▶ _Data for the task_:
■ ■ ■ ■ ■ ■ ■

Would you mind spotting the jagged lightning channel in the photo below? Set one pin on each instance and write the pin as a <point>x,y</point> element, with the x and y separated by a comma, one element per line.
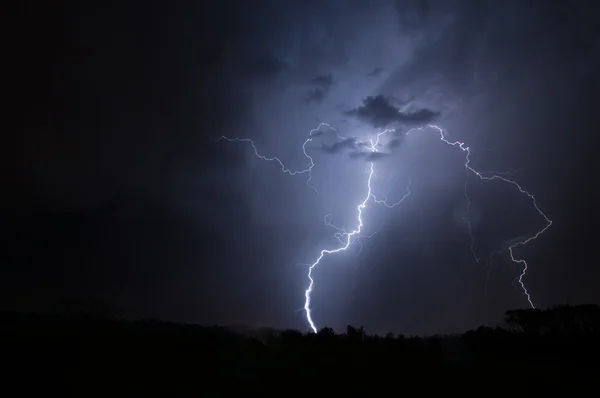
<point>346,238</point>
<point>499,177</point>
<point>308,170</point>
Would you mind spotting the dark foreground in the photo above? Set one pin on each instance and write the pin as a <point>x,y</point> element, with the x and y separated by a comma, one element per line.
<point>539,352</point>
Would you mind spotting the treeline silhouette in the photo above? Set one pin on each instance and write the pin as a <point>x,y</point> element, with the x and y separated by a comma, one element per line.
<point>535,352</point>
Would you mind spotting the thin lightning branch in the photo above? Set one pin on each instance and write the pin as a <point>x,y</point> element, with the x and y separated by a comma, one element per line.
<point>481,176</point>
<point>311,135</point>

■ ■ ■ ■ ■ ■ ■

▶ _Aim of the exercise_: Starting at the line that contains "Would you mind spotting the thin" and ending at the last of the records, write those lines out again, switching "branch" to "fork" and leaving everything else unchanged.

▶ _Exercise response_:
Would you mind spotting the thin lightning fork in the photo above? Set one pin on each instance and write the pin as a <point>x,y</point> element, with the x and y separated by a comma, one element per line.
<point>481,176</point>
<point>311,135</point>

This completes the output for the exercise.